Bougherara : «En 99, Djaballah et le gazon nous avait fait perdre cette finale »

Si des entraîneurs se sont fait connaître pour avoir des titres ou assurer des accessions avec des clubs, Liamine Bougherara a, lui, une carte de visite plutôt sympathique, puisque son nom est fortement lié au maintien. Tous les clubs qu’il a entraînés, il a réussi à les sauver de la relégation et, comme le football est ingrat, le jeune coach a été souvent mal récompensé les années d’après. Cela ne l’empêche pas de se montrer ambitieux et de chercher autre chose que le maintien. Il veut faire accéder Tadjenanet en 1re division. Le club est bien parti pour cela. Le gardien, qui a fait les beaux jours de l’ASAM, de la JSK et de l’EN, revient dans cet entretien qu’il nous a accordé sur la fameuse finale du championnat qui a vu le MCA battre la JSK grâce à ce maudit gazon qui lui a joué un vilain tour et permis aux Mouloudéens de marquer le but de la victoire. Pour la finale de la coupe qui arrive, Liamine ne parle pas de revanche, mais souhaite que son club de toujours, la JSK, remporte le trophée. Il donne des conseils à Asselah et encourage Djemili pour rester fair-play, comme il l’a toujours été durant sa longue et grande carrière de gardien de but.

 

Depuis votre départ du CRB Aïn Fakroun, on n’entend plus parler de vous, qu’êtes-vous devenu ?

Eh bien, je suis toujours dans le circuit. Actuellement, j’entraîne l’équipe de Tadjenanet qui évolue en D2 amateur. C’est une expérience exaltante pour moi.

 

Ne nous dites pas que vous êtes dans ce club pour le sauver de la relégation ?

Non, bien au contraire, je suis sur le point d’accéder en première division. Je suis premier et à 6 longueurs du MOC. Je sais que c’est souvent des équipes en danger qui font appel à moi, mais cette fois-ci, c’est le contraire qui s’est produit. Les dirigeants de Tadjenanet m’ont présenté un programme ambitieux et un projet intéressant qui ont été suffisants pour m’embarquer dans l’aventure. J’avoue que j’ai fait un bon choix. Je travaille dans de bonnes conditions, selon les moyens et la politique du club, cela s’entend.

 

Jouer le haut du tableau est moins stressant que de vouloir assurer le maintien ?

Données fournies:
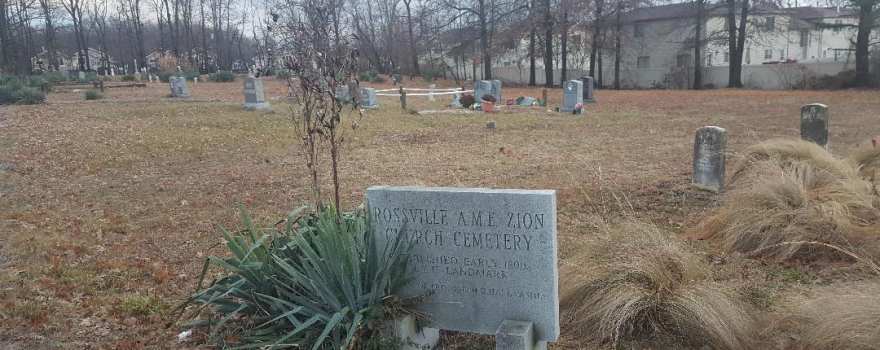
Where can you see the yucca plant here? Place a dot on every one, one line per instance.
(318, 283)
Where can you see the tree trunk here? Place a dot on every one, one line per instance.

Énoncé du problème:
D'après l'entretien avec Liamine Bougherara, quelle équipe entraîne-t-il actuellement ? Le matériel qui précède provient d'une autre source que le texte.

La réponse:
Il entraîne l'équipe de Tadjenanet, qui évolue en D2 amateur.